JANVIER

Temple at Nara

Yes, sorry, I’m a horrible person. Let’s talk about January.

As stated in the last Journal, I changed families again in the beginning.

The Tsuji family has been interesting. It has it’s ups and downs.

I feel like I’m being watched constantly- the my Host mom and older Host sis have no problem commenting on any habits I have that don’t match up with their ideals, be it hygiene or eating or whatnot- which I didn’t feel too bad about until my host mom brought up the subject of bathing- now, I bathe every other day here, which is about half as often as the Japanese, but one day after coming home from club on a normal bath day, I fell asleep accidentally ended up not bathing. The next day, my host mom brought up the subject and recited my hygenic activity for a the last week and asked if it would become a habit- older sis joined halfway. I was like, wait a second guys, why are you even paying that much attention?? THIS IS BORDERLINE CREEPY-

On the upside, this is the first Host Father I’ve had that I actually feel comfortable with. My first two just kind of weirded me out, to be honest, which probably has more to do with my sheltered childhood than with any actual creepiness, but I digress. It’s fun at mealtimes not to have to grit my teeth while suppressing the urge to throw up at the variety of sounds emitting from Host Dad.

Host dad is just kind of one of those incredibly chill ‘I live with 3 women, and believe me, nothing you do phases me’ kind of guys. With me that makes 4. Poor him.

This morning, I was running late and forgot my lunch on the way out the door, and he just coolly ‘Emiriii! Lunch!’ and brought it out with me- along with the snack/candy basket! “Okashhhh [candy/snack]’ he said, slurring the last s sound and grinning, like, no big deal, you’re already on your bike but here’s your lunchbox and I brought out the entire snack collection too’ no probo. It was really thoughtful and funny, I thought. Although it does show he’s picked up well on my like of candy, which could be a bad thing. Ahem.

Host mom is really a very strong person, and we butt heads sometimes but never seriously. It’s what you get when 2 outspoken stubborn people with different raisings get thrown in the same house. From the get go she just adopted the attitude YOU ARE MY EXCHANGE STUDENT AND THAT IS THAT okay LETS GO. But, she is, as mentioned earlier, really attentive and tends to worry.
● ● ● ● ●
* _Tasks_
**1.** According to the January journal entry about the host family, how often does the writer bathe?
**2.** Write a continuation of the January journal entry about the host family, picking up after its final sentence.

Stored records:
● ● ● ● ●
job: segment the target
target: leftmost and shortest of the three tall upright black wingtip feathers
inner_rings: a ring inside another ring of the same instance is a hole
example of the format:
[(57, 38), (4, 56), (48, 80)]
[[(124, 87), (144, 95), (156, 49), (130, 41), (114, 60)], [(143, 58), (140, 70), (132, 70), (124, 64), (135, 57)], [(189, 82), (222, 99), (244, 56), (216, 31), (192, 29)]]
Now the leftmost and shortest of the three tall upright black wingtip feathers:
● ● ● ● ●
* _Numbered answers_
**1.** Every other day, which is about half as often as the Japanese.

**2.**
Host mom and Host dad have a really great relationship too. After the kids leave the dinner table, they just sit there blabbing for ages and when I end up being the last of the 3 kids eating I always hurry because it vaguely feels like I’m interrupting something...

Ayume Tsuji, 17, has been interesting. I never know how to act, and I’ll leave it at that. I’ve been making more of an effort to put myself out there after my school counselor said that Ayume had said in passing that she didn’t know if I was happy or not in their home. It’s paying off, I think. Still. As were in the same class, everything I say and do around her is something I wouldn’t mind my entire class knowing, which can be taxing.

My second week, they took me to Nara! For those of you don’t know, Nara is city in the Nara Prefecture that is most famous a special park. Of course, there’s a Buddha big enough that I can slip through one of it’s nostrils [Tried AND tested] and a temple a few times older than Amerika, [you are probably still wondering about testing the nostril theory] but the main attraction is neither.

It is fat, overfed, cushy pestulant beasts that litter the sacred cobbling stones..

No, this isn’t India. It’s not cows. It’s… deer. Uh, yeah.

You might not know this. But Deer are scary. Especially when you’re holding a handful of deer biscuits and there are approximately 10 of them nipping at your heels. And coat. And bag. And hair, if it happens to be long enough to be in reach. But of course there’s no one like that in Japan, right? Ha. Ha. Ha. Ha….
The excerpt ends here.